Point labeling items:
****************
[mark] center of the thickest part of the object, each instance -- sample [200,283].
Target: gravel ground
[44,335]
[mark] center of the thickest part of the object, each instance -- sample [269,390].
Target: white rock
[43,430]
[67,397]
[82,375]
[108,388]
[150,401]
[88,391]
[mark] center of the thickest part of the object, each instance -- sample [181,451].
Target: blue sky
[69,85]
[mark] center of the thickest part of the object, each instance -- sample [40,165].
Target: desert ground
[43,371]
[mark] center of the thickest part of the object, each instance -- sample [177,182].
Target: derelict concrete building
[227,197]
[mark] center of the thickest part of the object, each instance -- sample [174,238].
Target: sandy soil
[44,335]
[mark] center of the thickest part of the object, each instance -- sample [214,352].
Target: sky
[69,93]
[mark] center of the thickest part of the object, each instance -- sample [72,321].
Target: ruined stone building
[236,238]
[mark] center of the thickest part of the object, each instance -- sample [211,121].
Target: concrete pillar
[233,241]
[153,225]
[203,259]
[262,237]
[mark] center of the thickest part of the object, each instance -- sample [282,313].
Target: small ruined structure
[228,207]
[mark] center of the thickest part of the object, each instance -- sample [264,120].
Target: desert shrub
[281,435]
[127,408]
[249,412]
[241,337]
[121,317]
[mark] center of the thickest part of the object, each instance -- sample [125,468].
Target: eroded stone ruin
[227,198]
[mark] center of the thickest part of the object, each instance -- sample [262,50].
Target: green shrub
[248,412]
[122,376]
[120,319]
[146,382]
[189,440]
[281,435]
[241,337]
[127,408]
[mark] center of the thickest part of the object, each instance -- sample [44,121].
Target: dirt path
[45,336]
****************
Print every item above line for line, changing nothing.

[mark] center of the thickest part of the object, each instance -- sample [200,283].
Target: gravel ground
[44,335]
[mark] center of the thickest part of the object, each instance -- sample [269,390].
Target: white rock
[43,430]
[67,397]
[82,375]
[108,388]
[150,401]
[88,391]
[mark] center of the thickest part of the object, each instance -- sample [181,451].
Target: blue sky
[69,85]
[mark] center of the thickest part of the object, each instance -- sample [40,165].
Target: desert ground
[43,371]
[mark] center of the thickest part of the object, each instance -- sample [177,182].
Target: derelict concrete building
[227,197]
[mark] center of the thickest part of the object, each instance -- sample [174,238].
Target: sandy soil
[44,335]
[mark] center of the thickest part of the object, each instance -- sample [214,352].
Target: sky
[69,93]
[mark] center of the thickest part of the object, each instance -- sample [72,321].
Target: ruined stone building
[236,238]
[mark] center of the thickest part of the object, each instance -- sample [211,121].
Target: concrete pillar
[233,241]
[153,225]
[203,259]
[262,237]
[mark] center of the thickest part of the object, each instance -- sample [282,313].
Target: small ruined structure
[228,207]
[mark] center of the thickest part of the object, each instance -- sample [264,120].
Target: desert shrub
[281,435]
[127,408]
[249,412]
[241,337]
[121,317]
[mark] center of the thickest part of the object, each instance -- sample [125,468].
Target: eroded stone ruin
[227,198]
[mark] center of the thickest part of the object, each instance -- sample [262,50].
Target: green shrub
[248,412]
[122,376]
[120,319]
[146,382]
[189,440]
[281,435]
[241,337]
[127,408]
[mark] center of the thickest part of the object, each instance -- sample [44,121].
Target: dirt path
[45,336]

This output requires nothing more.